**SUPPLIED MATERIAL:**
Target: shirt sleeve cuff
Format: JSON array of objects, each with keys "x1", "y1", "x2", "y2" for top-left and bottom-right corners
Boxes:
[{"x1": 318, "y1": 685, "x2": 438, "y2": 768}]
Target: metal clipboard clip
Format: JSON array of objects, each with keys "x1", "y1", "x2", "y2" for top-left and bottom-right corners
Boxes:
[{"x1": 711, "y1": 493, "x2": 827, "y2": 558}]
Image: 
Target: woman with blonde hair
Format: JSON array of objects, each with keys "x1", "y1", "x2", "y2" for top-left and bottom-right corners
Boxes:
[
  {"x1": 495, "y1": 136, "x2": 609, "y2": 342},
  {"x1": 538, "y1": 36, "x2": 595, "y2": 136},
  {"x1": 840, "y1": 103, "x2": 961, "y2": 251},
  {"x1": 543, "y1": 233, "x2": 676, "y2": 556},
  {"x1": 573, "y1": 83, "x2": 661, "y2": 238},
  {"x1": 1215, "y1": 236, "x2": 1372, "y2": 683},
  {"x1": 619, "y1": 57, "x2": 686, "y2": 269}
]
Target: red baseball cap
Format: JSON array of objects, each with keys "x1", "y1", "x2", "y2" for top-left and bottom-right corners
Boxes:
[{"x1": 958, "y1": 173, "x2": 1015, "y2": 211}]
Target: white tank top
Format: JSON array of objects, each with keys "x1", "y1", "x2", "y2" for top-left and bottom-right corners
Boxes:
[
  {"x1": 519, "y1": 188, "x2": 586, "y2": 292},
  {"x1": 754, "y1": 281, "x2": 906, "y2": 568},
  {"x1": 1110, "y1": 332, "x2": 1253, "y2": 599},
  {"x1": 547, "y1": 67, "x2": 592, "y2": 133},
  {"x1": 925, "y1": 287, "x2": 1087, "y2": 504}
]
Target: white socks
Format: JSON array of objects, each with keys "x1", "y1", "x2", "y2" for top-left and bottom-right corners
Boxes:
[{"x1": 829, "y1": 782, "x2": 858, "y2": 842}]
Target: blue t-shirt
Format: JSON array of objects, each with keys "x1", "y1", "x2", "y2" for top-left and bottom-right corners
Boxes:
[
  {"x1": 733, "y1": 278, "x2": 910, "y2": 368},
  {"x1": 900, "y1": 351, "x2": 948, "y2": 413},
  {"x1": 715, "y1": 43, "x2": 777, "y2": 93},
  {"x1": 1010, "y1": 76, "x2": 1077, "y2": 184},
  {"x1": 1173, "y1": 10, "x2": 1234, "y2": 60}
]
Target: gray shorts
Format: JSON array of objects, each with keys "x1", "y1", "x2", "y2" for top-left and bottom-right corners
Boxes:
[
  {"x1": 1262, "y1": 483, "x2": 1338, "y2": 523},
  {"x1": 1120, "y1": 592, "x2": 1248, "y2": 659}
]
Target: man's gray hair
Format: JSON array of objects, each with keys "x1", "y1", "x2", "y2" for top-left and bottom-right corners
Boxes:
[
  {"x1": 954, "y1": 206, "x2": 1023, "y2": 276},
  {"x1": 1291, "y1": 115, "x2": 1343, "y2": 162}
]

**TASK REQUIREMENTS:** Update all of the entries above so that "Target" becomes "Label" wherever it appears. Reproduce the entries in full with nothing else changed.

**WORKED ANSWER:**
Label: shirt sleeve cuff
Format: JSON array of objects, each with keys "x1", "y1", "x2", "y2" for top-left and bottom-right corners
Boxes:
[{"x1": 318, "y1": 685, "x2": 438, "y2": 768}]
Label: metal clipboard clip
Format: JSON array of objects, each with keys "x1", "y1", "x2", "y2" for top-left and bottom-right corners
Boxes:
[{"x1": 711, "y1": 493, "x2": 827, "y2": 558}]
Image: 
Label: woman with blonde hair
Format: JSON array of objects, each with keys "x1", "y1", "x2", "y2" for top-left and bottom-right corners
Boxes:
[
  {"x1": 495, "y1": 136, "x2": 609, "y2": 342},
  {"x1": 538, "y1": 36, "x2": 595, "y2": 136},
  {"x1": 840, "y1": 103, "x2": 961, "y2": 251},
  {"x1": 543, "y1": 233, "x2": 676, "y2": 556},
  {"x1": 573, "y1": 83, "x2": 661, "y2": 238},
  {"x1": 1215, "y1": 236, "x2": 1372, "y2": 683},
  {"x1": 619, "y1": 57, "x2": 686, "y2": 269}
]
Label: red baseball cap
Format: JSON array of objects, each with keys "x1", "y1", "x2", "y2" for top-left and bottom-right corners
Boxes:
[{"x1": 958, "y1": 173, "x2": 1015, "y2": 211}]
Label: white tank top
Format: JSON array of objects, each with keys "x1", "y1", "x2", "y2" for top-left and bottom-right corners
Boxes:
[
  {"x1": 519, "y1": 188, "x2": 586, "y2": 292},
  {"x1": 754, "y1": 281, "x2": 906, "y2": 568},
  {"x1": 1110, "y1": 332, "x2": 1253, "y2": 599},
  {"x1": 547, "y1": 67, "x2": 592, "y2": 133},
  {"x1": 925, "y1": 287, "x2": 1087, "y2": 504}
]
Label: white socks
Format: JSON array of objects, each with keys "x1", "y1", "x2", "y2" for top-left and bottom-right corners
Boxes:
[{"x1": 829, "y1": 782, "x2": 858, "y2": 842}]
Label: blue t-shirt
Format: JSON array of objects, each with keys "x1", "y1", "x2", "y2" for top-left and bottom-right corners
Boxes:
[
  {"x1": 733, "y1": 278, "x2": 910, "y2": 368},
  {"x1": 900, "y1": 351, "x2": 948, "y2": 413},
  {"x1": 715, "y1": 43, "x2": 777, "y2": 93},
  {"x1": 1010, "y1": 76, "x2": 1077, "y2": 184},
  {"x1": 1173, "y1": 10, "x2": 1234, "y2": 60}
]
Label: gray shorts
Format: JSON array of objects, each with keys "x1", "y1", "x2", "y2" for top-left and bottom-right corners
Boxes:
[
  {"x1": 1262, "y1": 483, "x2": 1338, "y2": 523},
  {"x1": 1120, "y1": 592, "x2": 1248, "y2": 659}
]
Label: man's gray hair
Format: JSON array of objects, each with keys "x1", "y1", "x2", "y2" for top-left and bottom-right corners
Boxes:
[
  {"x1": 954, "y1": 206, "x2": 1023, "y2": 276},
  {"x1": 1291, "y1": 115, "x2": 1343, "y2": 162}
]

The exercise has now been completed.